━━ Given records ━━

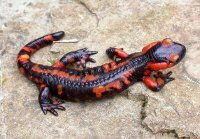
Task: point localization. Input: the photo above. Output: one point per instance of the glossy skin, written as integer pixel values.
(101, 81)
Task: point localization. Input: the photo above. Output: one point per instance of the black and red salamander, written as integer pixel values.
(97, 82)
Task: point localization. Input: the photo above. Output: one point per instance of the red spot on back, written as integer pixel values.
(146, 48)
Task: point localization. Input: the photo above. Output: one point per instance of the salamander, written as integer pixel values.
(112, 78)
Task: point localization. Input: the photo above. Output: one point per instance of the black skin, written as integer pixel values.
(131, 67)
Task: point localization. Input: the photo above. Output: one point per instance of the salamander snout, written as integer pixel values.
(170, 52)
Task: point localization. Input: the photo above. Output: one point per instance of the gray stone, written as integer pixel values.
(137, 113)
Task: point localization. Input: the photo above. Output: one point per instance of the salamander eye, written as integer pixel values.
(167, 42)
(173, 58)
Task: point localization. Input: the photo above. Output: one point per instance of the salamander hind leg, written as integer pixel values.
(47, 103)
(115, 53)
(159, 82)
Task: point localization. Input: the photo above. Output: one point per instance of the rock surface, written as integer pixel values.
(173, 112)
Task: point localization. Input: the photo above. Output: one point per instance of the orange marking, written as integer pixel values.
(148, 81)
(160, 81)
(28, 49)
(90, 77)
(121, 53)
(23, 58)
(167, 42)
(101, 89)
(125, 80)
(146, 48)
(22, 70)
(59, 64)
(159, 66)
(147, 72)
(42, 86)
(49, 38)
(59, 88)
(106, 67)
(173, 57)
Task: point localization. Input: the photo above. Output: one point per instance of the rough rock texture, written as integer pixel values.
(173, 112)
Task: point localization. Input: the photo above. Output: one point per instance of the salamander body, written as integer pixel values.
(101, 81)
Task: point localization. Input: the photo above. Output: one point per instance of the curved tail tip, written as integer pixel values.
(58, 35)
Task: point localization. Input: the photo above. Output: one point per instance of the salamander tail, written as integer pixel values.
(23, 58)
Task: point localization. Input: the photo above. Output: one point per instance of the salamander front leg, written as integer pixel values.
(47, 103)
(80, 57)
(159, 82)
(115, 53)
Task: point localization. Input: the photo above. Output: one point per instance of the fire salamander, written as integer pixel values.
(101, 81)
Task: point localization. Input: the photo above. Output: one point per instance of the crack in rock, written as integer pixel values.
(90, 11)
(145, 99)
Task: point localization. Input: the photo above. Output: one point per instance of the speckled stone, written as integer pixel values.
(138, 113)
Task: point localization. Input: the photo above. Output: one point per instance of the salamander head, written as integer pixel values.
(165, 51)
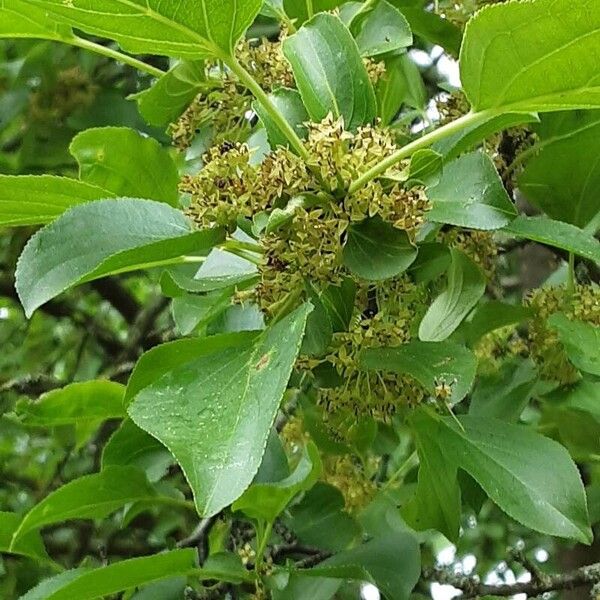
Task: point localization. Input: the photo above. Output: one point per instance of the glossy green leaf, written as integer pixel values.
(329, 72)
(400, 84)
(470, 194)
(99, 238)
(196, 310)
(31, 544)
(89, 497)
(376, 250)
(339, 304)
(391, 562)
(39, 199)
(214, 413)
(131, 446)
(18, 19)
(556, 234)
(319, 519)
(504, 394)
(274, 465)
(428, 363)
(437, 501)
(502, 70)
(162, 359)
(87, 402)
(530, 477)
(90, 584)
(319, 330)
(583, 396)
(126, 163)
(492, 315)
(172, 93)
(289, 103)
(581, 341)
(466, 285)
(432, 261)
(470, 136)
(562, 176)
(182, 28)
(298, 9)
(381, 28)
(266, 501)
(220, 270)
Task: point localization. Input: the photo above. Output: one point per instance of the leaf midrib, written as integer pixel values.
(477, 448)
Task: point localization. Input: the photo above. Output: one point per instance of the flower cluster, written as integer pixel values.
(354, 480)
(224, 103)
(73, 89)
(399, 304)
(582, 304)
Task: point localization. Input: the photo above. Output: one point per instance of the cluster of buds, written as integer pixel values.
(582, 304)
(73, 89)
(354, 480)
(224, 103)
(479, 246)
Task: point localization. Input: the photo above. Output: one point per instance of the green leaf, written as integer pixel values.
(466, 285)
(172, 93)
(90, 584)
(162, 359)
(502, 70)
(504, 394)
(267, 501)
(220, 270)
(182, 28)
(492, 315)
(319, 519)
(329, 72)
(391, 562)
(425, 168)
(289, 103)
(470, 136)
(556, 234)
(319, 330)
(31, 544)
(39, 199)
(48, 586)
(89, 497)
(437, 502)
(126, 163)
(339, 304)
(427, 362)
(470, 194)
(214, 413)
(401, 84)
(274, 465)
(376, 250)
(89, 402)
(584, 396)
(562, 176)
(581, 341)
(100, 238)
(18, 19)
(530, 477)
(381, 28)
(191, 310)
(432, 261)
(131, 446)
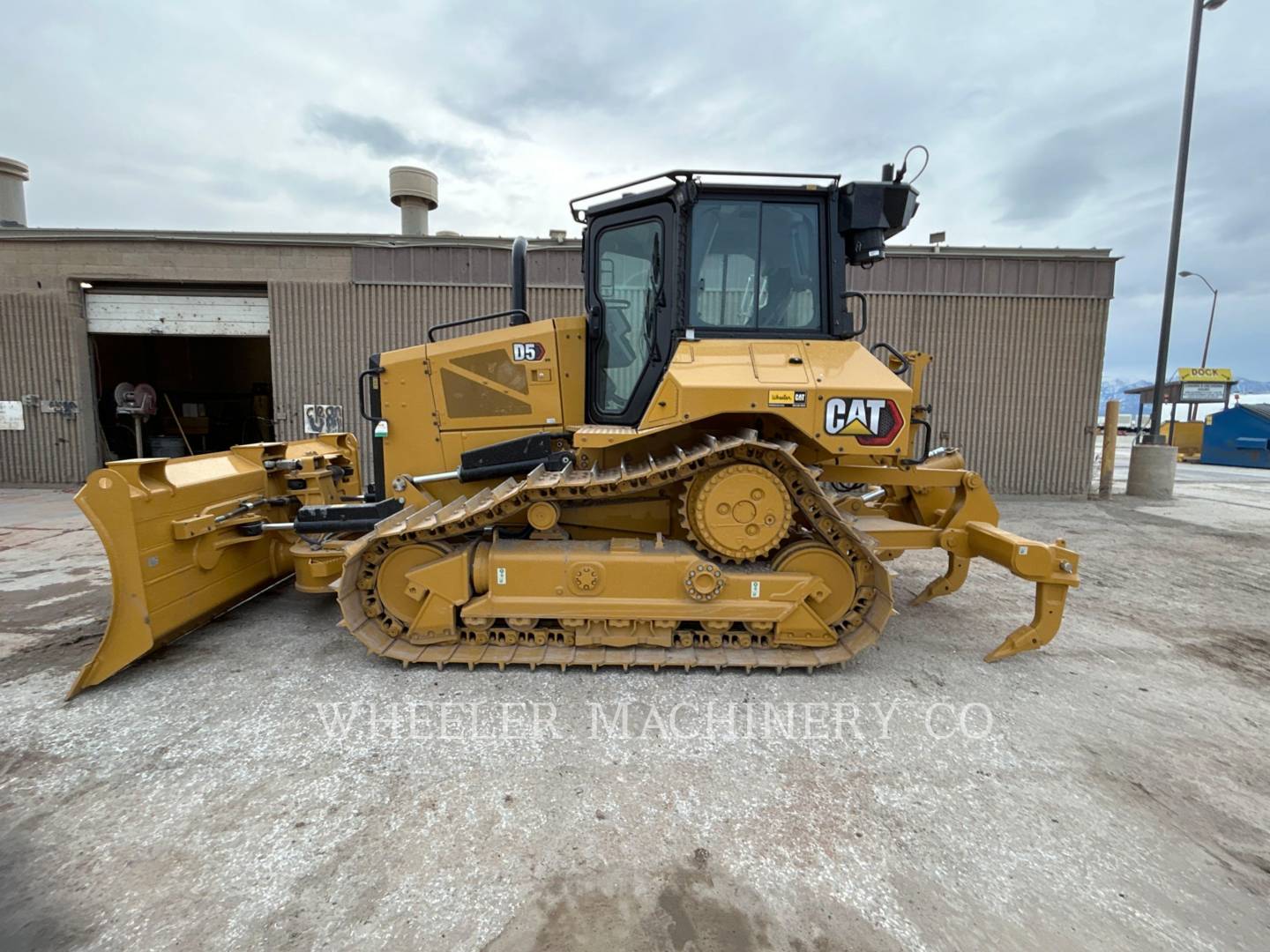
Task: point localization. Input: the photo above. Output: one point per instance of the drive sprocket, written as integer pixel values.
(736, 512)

━━━

Problem to solve:
Everything from the line containing "speckled stone, written as integer pixel values." to the last line of the listing above must be reproduced exactly, with no pictures included.

Response:
Task: point localization. Input: the photo above. Output: one point per instance of the speckled stone, written as integer pixel values.
(138, 113)
Task: point localization. Input: the photo above. Output: one point per instance of the salamander head, written as integer pixel values.
(165, 51)
Task: point localization. Input: the photo above. Output: one point per instance of the glossy green leaf, written as integer pixel values.
(329, 72)
(400, 84)
(470, 194)
(99, 238)
(196, 310)
(31, 544)
(89, 497)
(376, 250)
(339, 304)
(391, 562)
(39, 199)
(214, 413)
(131, 446)
(18, 19)
(556, 234)
(319, 519)
(504, 394)
(274, 465)
(428, 363)
(437, 501)
(502, 70)
(162, 359)
(87, 402)
(530, 477)
(90, 584)
(319, 330)
(583, 396)
(126, 163)
(492, 315)
(172, 93)
(289, 103)
(581, 341)
(466, 285)
(432, 261)
(470, 136)
(562, 176)
(182, 28)
(298, 9)
(381, 28)
(266, 501)
(220, 270)
Task: point localization. Input: the photo above. Output: one point per instance of the leaf midrib, written as integer pixel values.
(477, 448)
Task: point localization. Input: the photo above. Output: one point per instance of the flower cluster, written as integer pixel values.
(354, 480)
(224, 103)
(73, 89)
(399, 304)
(582, 304)
Task: point localization. Input: the photo above. Output: one point per instance of the cluster of buds, written as integer pixel values.
(582, 304)
(73, 89)
(354, 480)
(224, 103)
(479, 246)
Task: point localization. Input: the photo above. Output: one point per instance of the green leaf, written as integer pixel values.
(466, 285)
(172, 93)
(90, 584)
(162, 359)
(502, 70)
(504, 394)
(267, 501)
(220, 270)
(182, 28)
(492, 315)
(319, 519)
(329, 72)
(391, 562)
(425, 168)
(289, 103)
(470, 136)
(556, 234)
(319, 330)
(31, 544)
(39, 199)
(48, 586)
(89, 497)
(437, 502)
(126, 163)
(339, 304)
(427, 362)
(470, 194)
(214, 413)
(401, 84)
(274, 465)
(376, 250)
(89, 402)
(584, 396)
(562, 176)
(581, 341)
(100, 238)
(18, 19)
(530, 477)
(381, 28)
(191, 310)
(432, 261)
(131, 446)
Task: point localization. Input: the photo above. Output: one point per instance of the drive sprocket, written as integer pixel values.
(736, 512)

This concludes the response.